Your assignment:
Nothing before the line containing "the dolphin pectoral" belongs in the answer; quote that line and all lines after it through the end of the material, word for word.

##### Given data #####

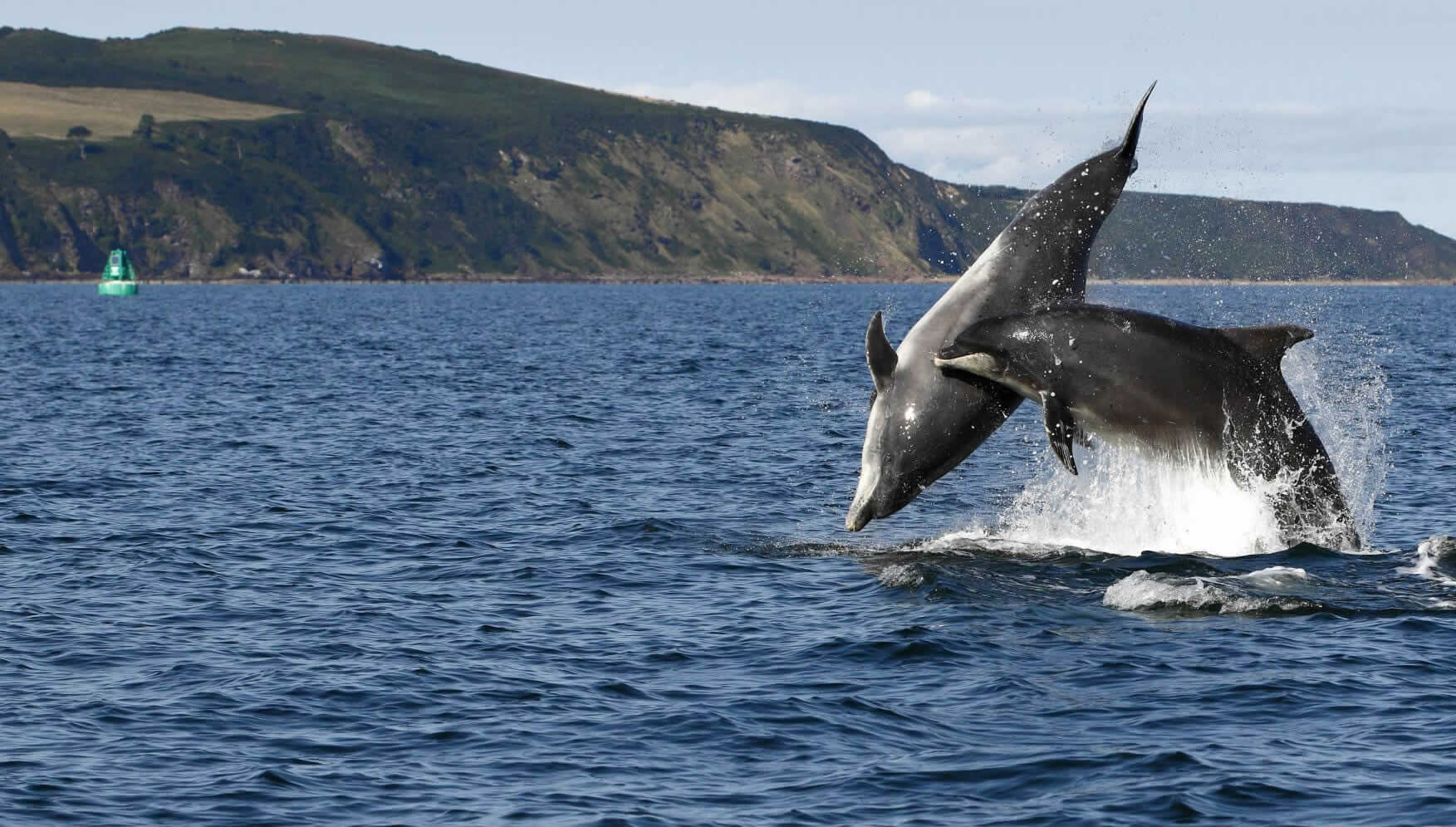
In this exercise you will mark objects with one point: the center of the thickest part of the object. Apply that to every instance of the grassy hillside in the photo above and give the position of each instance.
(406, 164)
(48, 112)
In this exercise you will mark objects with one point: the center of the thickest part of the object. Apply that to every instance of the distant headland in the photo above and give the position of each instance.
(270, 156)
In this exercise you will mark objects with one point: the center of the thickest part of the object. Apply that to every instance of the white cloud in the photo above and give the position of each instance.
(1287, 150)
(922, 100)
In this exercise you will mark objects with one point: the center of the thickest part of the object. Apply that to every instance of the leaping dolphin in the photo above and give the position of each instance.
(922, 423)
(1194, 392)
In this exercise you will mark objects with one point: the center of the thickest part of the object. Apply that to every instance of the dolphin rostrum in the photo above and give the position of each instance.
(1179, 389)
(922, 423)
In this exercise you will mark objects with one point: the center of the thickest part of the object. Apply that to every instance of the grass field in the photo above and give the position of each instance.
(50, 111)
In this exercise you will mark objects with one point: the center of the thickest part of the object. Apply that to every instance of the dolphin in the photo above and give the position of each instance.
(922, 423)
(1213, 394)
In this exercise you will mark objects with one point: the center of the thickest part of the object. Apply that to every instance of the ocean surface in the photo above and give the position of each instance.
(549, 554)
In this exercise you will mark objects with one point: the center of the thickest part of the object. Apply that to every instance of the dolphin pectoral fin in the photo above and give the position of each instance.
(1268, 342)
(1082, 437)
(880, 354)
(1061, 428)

#####

Output of the task:
In this exercise you will mark objects with one point: the center of the thickest part of the object. Apply that to every instance of the dolphin pectoral fin in the photo above and give the position of each instance.
(1268, 342)
(1082, 437)
(880, 354)
(1061, 428)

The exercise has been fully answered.